• [EXERCISE DIRECTIONS] The records that follow need to be output exactly as they are.

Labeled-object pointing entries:

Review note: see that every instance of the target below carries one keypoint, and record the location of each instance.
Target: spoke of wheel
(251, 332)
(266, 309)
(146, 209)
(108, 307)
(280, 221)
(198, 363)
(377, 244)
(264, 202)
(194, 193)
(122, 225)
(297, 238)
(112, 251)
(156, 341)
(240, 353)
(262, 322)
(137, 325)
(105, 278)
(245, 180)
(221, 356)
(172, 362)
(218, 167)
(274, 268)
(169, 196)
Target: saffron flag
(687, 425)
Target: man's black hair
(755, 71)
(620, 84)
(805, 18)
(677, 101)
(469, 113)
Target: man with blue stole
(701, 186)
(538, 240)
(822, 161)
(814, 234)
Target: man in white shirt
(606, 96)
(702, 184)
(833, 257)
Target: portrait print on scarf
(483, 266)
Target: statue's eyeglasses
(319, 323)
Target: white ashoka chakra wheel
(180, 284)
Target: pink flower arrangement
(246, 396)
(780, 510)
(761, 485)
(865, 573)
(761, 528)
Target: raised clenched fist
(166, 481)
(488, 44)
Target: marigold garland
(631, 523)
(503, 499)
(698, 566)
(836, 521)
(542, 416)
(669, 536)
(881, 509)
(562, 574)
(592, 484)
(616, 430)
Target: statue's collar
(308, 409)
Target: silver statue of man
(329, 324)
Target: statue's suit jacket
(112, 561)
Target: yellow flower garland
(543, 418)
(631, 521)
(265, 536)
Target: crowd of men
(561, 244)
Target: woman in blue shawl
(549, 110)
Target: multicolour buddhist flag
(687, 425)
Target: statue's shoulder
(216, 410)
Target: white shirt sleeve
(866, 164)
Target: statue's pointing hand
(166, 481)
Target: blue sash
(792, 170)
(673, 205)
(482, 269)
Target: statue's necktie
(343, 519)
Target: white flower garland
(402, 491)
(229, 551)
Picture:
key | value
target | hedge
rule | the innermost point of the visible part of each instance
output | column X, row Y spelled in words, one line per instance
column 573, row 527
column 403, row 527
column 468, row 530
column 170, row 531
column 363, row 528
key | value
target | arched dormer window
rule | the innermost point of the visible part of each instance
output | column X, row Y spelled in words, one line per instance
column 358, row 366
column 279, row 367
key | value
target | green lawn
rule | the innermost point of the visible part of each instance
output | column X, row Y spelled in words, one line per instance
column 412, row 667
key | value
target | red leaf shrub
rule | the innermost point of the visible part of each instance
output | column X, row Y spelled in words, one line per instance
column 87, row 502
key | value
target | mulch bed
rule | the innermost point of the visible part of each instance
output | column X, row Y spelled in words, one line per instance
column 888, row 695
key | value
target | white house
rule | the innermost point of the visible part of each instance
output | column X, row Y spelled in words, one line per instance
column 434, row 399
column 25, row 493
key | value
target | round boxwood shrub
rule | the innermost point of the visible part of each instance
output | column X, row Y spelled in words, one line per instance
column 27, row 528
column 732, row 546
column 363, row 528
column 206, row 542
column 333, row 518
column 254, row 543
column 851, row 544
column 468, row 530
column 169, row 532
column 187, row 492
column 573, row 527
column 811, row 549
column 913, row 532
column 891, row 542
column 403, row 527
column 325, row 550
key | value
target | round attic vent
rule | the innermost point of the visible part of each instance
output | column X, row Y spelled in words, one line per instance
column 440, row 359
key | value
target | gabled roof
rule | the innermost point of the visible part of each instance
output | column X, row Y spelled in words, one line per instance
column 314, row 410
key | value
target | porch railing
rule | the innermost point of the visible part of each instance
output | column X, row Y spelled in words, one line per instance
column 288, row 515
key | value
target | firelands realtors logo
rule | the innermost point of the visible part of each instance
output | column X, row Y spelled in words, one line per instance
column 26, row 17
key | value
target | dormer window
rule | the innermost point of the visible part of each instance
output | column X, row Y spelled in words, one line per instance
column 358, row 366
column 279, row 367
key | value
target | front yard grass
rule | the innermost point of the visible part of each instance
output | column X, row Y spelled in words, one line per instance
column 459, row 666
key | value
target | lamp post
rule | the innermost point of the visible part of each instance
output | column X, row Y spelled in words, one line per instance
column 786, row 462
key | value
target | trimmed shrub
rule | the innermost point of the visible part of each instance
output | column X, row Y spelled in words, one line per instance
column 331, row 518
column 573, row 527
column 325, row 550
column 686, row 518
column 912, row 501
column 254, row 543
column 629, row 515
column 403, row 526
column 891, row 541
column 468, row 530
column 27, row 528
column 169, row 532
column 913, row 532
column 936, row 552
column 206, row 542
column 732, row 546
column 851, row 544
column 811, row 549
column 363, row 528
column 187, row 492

• [IN RESPONSE]
Review note: see that every instance of the target below carries one keypoint, and record the location of each instance.
Target: spoke of wheel
(251, 332)
(266, 309)
(146, 209)
(108, 307)
(280, 221)
(198, 363)
(377, 244)
(264, 202)
(194, 193)
(122, 225)
(297, 238)
(112, 251)
(156, 341)
(240, 353)
(262, 322)
(137, 325)
(105, 278)
(245, 180)
(221, 356)
(172, 362)
(218, 167)
(274, 268)
(169, 196)
Target: saffron flag
(687, 425)
Target: man's black hair
(755, 71)
(620, 84)
(805, 18)
(677, 101)
(469, 113)
Target: man with blue stole
(701, 186)
(538, 240)
(822, 161)
(814, 234)
Target: man in white shirt
(606, 96)
(702, 184)
(833, 257)
Target: portrait print on scarf
(483, 266)
Target: statue's eyeglasses
(319, 323)
Target: white ashoka chakra wheel
(180, 284)
Target: pink flower arrangement
(246, 396)
(780, 510)
(761, 485)
(865, 573)
(761, 528)
Target: raised clenched fist
(166, 481)
(488, 44)
Target: marigold garland
(631, 523)
(503, 499)
(698, 566)
(836, 521)
(542, 416)
(669, 536)
(881, 509)
(562, 574)
(592, 484)
(616, 430)
Target: statue's collar
(308, 409)
Target: silver statue of man
(329, 324)
Target: statue's suit jacket
(112, 561)
Target: yellow flower garland
(543, 418)
(631, 521)
(265, 536)
Target: crowd of men
(561, 244)
Target: woman in blue shawl
(549, 110)
Target: multicolour buddhist flag
(687, 425)
Target: statue's shoulder
(216, 410)
Target: white shirt sleeve
(866, 164)
Target: statue's pointing hand
(166, 481)
Target: blue sash
(792, 170)
(673, 205)
(482, 269)
Target: statue's necktie
(343, 519)
Target: white flower garland
(402, 491)
(229, 551)
Picture:
key | value
target | hedge
rule | the innermost point of the visible part of each instance
output | column X, row Y spelled in words, one line per instance
column 573, row 527
column 403, row 527
column 468, row 530
column 170, row 531
column 363, row 528
key | value
target | arched dormer window
rule | the innermost point of the visible part of each instance
output | column X, row Y spelled in words, one line per instance
column 358, row 366
column 279, row 367
key | value
target | green lawn
rule | the innermost point of the visible part of each instance
output | column X, row Y spelled in words, one line per instance
column 412, row 667
key | value
target | red leaf shrub
rule | the innermost point of the visible part of each instance
output | column X, row Y spelled in words, one line per instance
column 87, row 502
key | value
target | mulch bed
rule | the innermost point of the visible part of each instance
output | column X, row Y spelled in words, one line per instance
column 888, row 695
key | value
target | white house
rule | the innermost point of the visible part of each instance
output | column X, row Y spelled in words, one line per instance
column 434, row 399
column 25, row 493
key | value
target | round boxwood shrub
rule | the innermost point of the visible part of each instance
output | column X, row Y spelled in words, one line per instance
column 27, row 528
column 732, row 546
column 363, row 528
column 206, row 542
column 333, row 518
column 254, row 543
column 851, row 544
column 468, row 530
column 169, row 532
column 187, row 492
column 573, row 527
column 811, row 549
column 913, row 532
column 891, row 542
column 403, row 527
column 325, row 550
key | value
target | round attic vent
rule | the innermost point of the visible part of each instance
output | column X, row Y spelled in words, one line per instance
column 440, row 359
key | value
target | gabled roof
rule | the innermost point of the visible part of each instance
output | column X, row Y spelled in words, one line per instance
column 314, row 410
key | value
target | porch railing
rule | the innermost point of the visible part of each instance
output | column X, row Y spelled in words, one line per instance
column 288, row 515
key | value
target | firelands realtors logo
rule | the innermost point of the visible part of each instance
output | column X, row Y spelled in words, one line per instance
column 26, row 17
key | value
target | dormer window
rule | the innermost point of the visible part of each instance
output | column X, row Y spelled in words, one line per instance
column 358, row 366
column 279, row 367
key | value
target | front yard grass
rule | the innermost point of the visible part of each instance
output | column X, row Y spelled in words, one line per instance
column 459, row 666
key | value
target | lamp post
rule | the innermost point of the visible part of each instance
output | column X, row Y spelled in words, one line per instance
column 786, row 462
key | value
target | trimmed shrub
rule | the innermost point of the visible part of each instance
output | column X, row Y spelled in words, one line per instance
column 331, row 518
column 573, row 527
column 325, row 550
column 686, row 518
column 912, row 501
column 254, row 543
column 629, row 515
column 403, row 526
column 891, row 541
column 468, row 530
column 27, row 528
column 169, row 532
column 913, row 532
column 936, row 552
column 206, row 542
column 732, row 546
column 851, row 544
column 811, row 549
column 363, row 528
column 187, row 492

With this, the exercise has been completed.